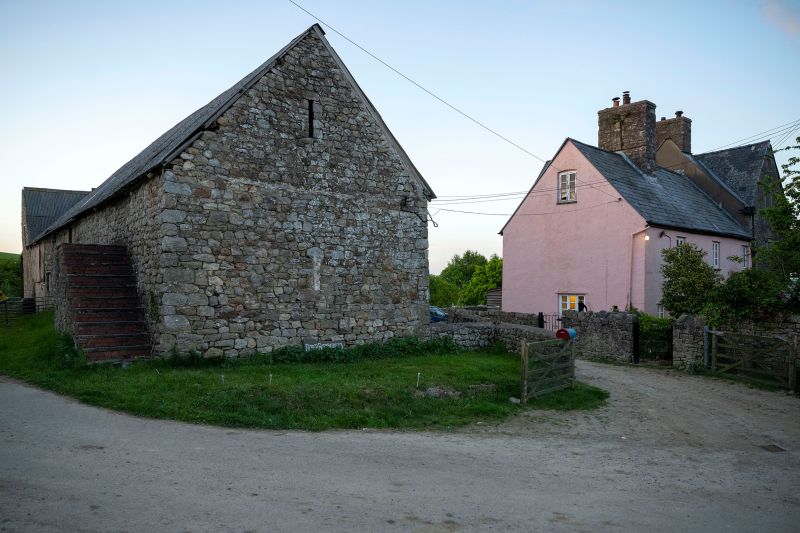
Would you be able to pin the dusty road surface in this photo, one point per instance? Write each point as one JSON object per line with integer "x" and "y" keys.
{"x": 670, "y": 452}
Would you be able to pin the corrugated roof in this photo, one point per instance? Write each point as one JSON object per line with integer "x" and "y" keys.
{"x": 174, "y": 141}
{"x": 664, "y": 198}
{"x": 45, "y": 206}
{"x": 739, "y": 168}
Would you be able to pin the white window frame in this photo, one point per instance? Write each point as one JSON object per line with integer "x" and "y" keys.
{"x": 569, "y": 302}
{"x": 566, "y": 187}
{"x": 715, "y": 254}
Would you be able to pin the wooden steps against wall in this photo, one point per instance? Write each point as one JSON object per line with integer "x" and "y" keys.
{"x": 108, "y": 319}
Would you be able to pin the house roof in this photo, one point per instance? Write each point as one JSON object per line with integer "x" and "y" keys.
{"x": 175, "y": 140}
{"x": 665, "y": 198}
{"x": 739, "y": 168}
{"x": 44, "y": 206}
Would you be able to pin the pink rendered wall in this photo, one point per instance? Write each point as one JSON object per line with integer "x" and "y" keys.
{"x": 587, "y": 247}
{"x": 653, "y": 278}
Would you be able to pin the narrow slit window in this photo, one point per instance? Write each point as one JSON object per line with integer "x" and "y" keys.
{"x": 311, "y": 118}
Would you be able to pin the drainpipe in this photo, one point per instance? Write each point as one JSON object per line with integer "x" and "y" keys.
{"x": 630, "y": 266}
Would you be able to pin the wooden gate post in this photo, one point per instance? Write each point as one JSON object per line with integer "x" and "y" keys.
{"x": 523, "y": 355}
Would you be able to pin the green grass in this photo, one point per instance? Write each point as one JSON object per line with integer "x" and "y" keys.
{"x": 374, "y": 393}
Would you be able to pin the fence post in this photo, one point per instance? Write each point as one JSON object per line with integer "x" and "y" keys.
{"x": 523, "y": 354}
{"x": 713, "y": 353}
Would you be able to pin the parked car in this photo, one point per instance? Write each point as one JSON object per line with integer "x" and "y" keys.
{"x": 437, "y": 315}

# WORK TO DO
Copy out all of the data above word for word and line for line, leaving out the pictures.

# SOLUTION
Would you be able to pin the dusty road surface in this photo, one point per instance? Write each point as one JSON object per line with integer "x" and "y" keys.
{"x": 670, "y": 452}
Would you be able to pin the corrugated roof in this photo, one point per instance? Write each point as one JSON object per line with integer "x" and "y" keys.
{"x": 174, "y": 141}
{"x": 664, "y": 198}
{"x": 45, "y": 206}
{"x": 739, "y": 168}
Would you be able to pin the white window frame in this photo, one point per instance? Write each point as one JSON object per line with integer "x" and "y" keys.
{"x": 569, "y": 302}
{"x": 566, "y": 187}
{"x": 715, "y": 254}
Would you be able to pin the wooden steps against wall in this photo, one point per instance? Write each point as one JSON object per line with integer "x" and "y" keys.
{"x": 108, "y": 319}
Would you be able to pin the house roof in this photo, one point per instance? Write each point as one JSON object per line with integer "x" and "y" keys.
{"x": 175, "y": 140}
{"x": 665, "y": 198}
{"x": 739, "y": 168}
{"x": 44, "y": 206}
Would you be able to pin the pink rendered wall in this photo, one point per instance? Write each point as one JSON object per line with integer "x" and "y" keys.
{"x": 587, "y": 247}
{"x": 653, "y": 278}
Would you be able to pin the narrow slit window in this photo, one point per instance? Write each point as one JSON object per line with integer "x" and "y" keys.
{"x": 311, "y": 118}
Would you be able to pin the drainpipe in this photo, one point per instance? Write each point as one JSON object per line with integer "x" and "y" keys.
{"x": 630, "y": 266}
Would you be able to pin the wooden gate post in this photo, one point per instance? Write each point as one JSON object per line with integer "x" and "y" keys.
{"x": 523, "y": 355}
Would you be able to pin the green grass in this photo, one point per instance? Write each point as one JSON object per line with integer "x" and "y" keys.
{"x": 374, "y": 393}
Would you be able to pin the fence post in this photo, one point per instance? Write each point as one JSON object per line with integer "x" and "y" keys.
{"x": 523, "y": 354}
{"x": 713, "y": 353}
Would you be able to pin the parked car in this photo, one point per instance? Write each point as one JSON object per line with integer "x" and "y" keys.
{"x": 437, "y": 315}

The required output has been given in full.